**Exercise goal**
Which lines in the records below contain the word "road"? Pull out each one in full.

------------------------------------------------------------

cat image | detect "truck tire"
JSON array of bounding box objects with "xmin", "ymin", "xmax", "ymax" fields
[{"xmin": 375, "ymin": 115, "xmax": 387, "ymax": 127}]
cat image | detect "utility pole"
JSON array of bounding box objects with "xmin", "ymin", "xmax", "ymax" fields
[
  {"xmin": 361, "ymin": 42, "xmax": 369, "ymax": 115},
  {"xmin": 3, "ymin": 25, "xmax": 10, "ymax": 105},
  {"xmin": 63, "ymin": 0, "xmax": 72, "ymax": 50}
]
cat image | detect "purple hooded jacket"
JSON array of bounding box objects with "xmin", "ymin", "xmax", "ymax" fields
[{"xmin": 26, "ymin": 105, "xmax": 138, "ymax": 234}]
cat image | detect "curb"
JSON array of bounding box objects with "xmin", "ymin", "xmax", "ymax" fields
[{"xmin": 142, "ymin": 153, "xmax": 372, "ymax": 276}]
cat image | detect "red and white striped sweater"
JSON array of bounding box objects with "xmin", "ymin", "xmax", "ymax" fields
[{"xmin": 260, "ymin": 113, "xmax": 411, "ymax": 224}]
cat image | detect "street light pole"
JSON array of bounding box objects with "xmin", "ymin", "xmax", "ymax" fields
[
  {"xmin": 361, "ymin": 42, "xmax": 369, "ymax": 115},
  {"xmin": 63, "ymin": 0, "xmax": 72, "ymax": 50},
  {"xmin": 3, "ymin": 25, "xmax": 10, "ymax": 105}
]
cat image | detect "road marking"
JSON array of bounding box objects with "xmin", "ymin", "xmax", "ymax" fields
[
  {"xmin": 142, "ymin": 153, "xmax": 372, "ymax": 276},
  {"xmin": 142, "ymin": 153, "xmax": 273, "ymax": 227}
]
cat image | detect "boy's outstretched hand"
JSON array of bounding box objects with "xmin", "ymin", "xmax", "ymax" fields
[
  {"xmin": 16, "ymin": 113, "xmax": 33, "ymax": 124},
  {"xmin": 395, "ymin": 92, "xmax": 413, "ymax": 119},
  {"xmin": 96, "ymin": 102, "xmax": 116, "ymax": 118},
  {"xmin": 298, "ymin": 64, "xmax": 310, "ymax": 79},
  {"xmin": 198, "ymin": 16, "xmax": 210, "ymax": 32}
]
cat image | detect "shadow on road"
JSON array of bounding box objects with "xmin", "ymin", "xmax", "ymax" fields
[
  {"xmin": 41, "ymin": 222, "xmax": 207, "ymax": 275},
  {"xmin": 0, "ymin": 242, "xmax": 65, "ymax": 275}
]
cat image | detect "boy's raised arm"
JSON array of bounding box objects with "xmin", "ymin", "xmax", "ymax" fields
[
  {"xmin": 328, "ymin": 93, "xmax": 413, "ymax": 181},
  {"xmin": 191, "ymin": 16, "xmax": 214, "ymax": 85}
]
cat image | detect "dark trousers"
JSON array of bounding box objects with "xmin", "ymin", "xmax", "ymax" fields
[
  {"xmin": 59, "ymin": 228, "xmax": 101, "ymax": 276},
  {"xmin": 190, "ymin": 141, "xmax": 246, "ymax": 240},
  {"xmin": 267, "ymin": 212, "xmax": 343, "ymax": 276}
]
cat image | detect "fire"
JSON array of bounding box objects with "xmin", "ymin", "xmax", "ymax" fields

------------------------------------------------------------

**Solved problem**
cat image | detect "road marking"
cat image | detect "shadow on road"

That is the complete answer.